= YOUR OBJECTIVE =
Make an exact copy of all the data.

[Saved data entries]
────────────────────
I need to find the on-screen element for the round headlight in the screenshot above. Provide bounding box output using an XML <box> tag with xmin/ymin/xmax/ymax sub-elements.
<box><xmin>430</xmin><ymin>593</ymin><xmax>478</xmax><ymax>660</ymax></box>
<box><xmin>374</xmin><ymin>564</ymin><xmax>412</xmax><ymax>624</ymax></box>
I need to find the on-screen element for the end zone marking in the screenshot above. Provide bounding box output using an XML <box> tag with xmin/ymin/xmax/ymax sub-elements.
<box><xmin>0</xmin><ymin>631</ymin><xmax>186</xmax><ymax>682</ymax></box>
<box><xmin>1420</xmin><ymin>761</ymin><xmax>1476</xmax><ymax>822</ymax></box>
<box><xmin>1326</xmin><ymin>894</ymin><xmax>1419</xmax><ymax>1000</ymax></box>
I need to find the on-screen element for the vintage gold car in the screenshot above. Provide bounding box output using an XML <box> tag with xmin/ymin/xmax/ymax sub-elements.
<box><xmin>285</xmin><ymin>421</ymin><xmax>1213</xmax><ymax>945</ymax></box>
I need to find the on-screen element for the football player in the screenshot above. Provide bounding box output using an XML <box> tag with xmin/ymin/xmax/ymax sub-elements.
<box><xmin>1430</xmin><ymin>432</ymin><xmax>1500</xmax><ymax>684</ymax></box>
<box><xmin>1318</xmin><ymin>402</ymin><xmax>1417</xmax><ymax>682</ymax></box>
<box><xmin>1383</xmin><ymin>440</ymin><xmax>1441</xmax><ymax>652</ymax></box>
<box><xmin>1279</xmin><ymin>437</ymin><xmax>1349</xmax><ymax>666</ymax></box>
────────────────────
= ANSWER SPACE =
I need to find the on-screen element for the round headlight in the screenshot above. Provide bounding box output using an XML <box> tag with xmin/ymin/xmax/ymax sub-elements.
<box><xmin>430</xmin><ymin>593</ymin><xmax>478</xmax><ymax>660</ymax></box>
<box><xmin>374</xmin><ymin>564</ymin><xmax>412</xmax><ymax>624</ymax></box>
I need to find the on-screen element for the end zone marking in the screenshot above. Provide bounding box output using an XML <box> tag with xmin/ymin/xmax/ymax sub-elements.
<box><xmin>0</xmin><ymin>631</ymin><xmax>186</xmax><ymax>682</ymax></box>
<box><xmin>1420</xmin><ymin>761</ymin><xmax>1476</xmax><ymax>822</ymax></box>
<box><xmin>1326</xmin><ymin>894</ymin><xmax>1419</xmax><ymax>1000</ymax></box>
I need to find the on-screen element for the vintage gold car in the screenshot above. Provide bounding box output using an XML <box> tag with xmin/ymin/xmax/ymax sub-elements.
<box><xmin>285</xmin><ymin>421</ymin><xmax>1213</xmax><ymax>945</ymax></box>
I need to find the on-screen element for the football player in the screenshot above. Provide bounding box output using an XML <box> tag with xmin/ymin/xmax/ymax sub-elements.
<box><xmin>1430</xmin><ymin>432</ymin><xmax>1500</xmax><ymax>684</ymax></box>
<box><xmin>1318</xmin><ymin>402</ymin><xmax>1417</xmax><ymax>682</ymax></box>
<box><xmin>1383</xmin><ymin>440</ymin><xmax>1441</xmax><ymax>652</ymax></box>
<box><xmin>1279</xmin><ymin>437</ymin><xmax>1349</xmax><ymax>666</ymax></box>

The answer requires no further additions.